BEGIN GIVEN RECORDS

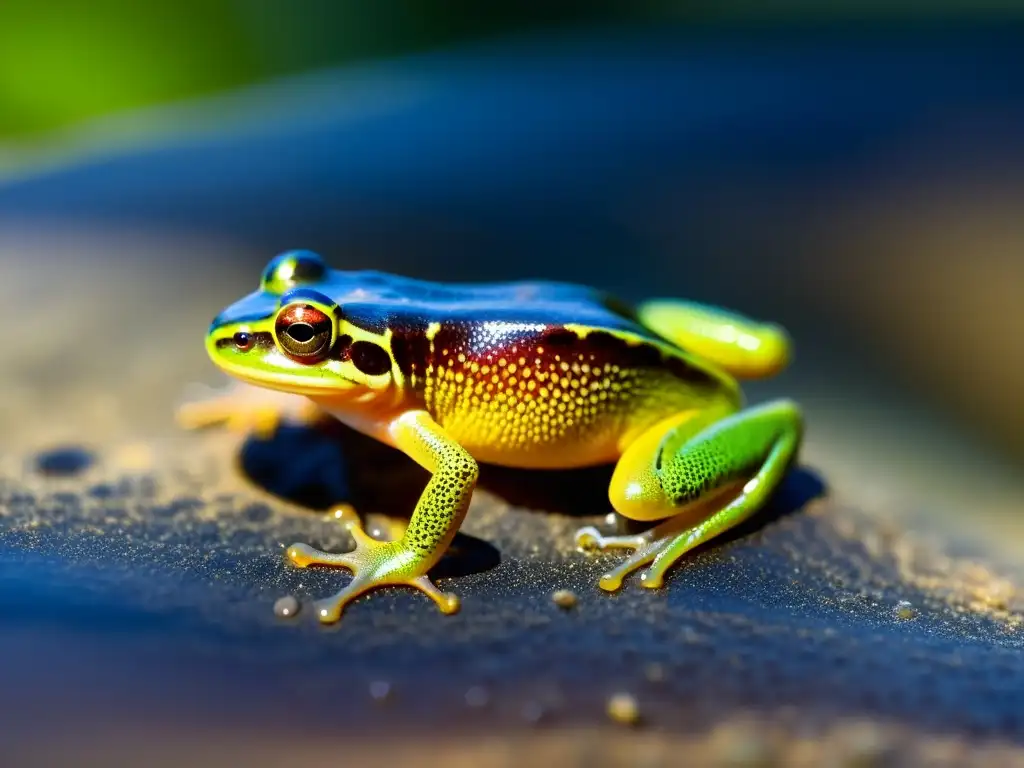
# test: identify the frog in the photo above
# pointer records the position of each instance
(529, 374)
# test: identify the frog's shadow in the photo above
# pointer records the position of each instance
(327, 464)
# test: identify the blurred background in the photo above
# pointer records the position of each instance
(852, 172)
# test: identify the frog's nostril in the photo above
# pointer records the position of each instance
(243, 341)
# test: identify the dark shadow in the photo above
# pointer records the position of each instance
(327, 464)
(800, 486)
(467, 555)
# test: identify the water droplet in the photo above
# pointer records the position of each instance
(286, 607)
(904, 610)
(623, 708)
(564, 599)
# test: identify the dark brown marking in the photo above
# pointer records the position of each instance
(342, 348)
(559, 337)
(371, 358)
(411, 349)
(261, 340)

END GIVEN RECORDS

If a record holds a picture, leave the picture out and copy the rest exactly.

ANSWER BELOW:
# test: identify the frog in the photo above
# pointer records the position of each instance
(529, 374)
# test: identify the frog's shadow in the photo above
# pointer records the position of each instance
(327, 464)
# test: identify the blurred background in the photo above
# pointer records the position of each instance
(852, 172)
# test: identify the frog's nostril in the photo above
# pointer records the position of each instance
(243, 341)
# test: identify the dark shadow in the photo above
# pointer records the position of each instance
(327, 464)
(800, 486)
(467, 555)
# test: identify the water droplet in the photo above
# pointer records the position of each instance
(286, 607)
(904, 610)
(623, 708)
(564, 599)
# test: identify the dark brown marking in the photo above
# pointer records the position of each instance
(342, 348)
(559, 337)
(371, 358)
(411, 349)
(261, 340)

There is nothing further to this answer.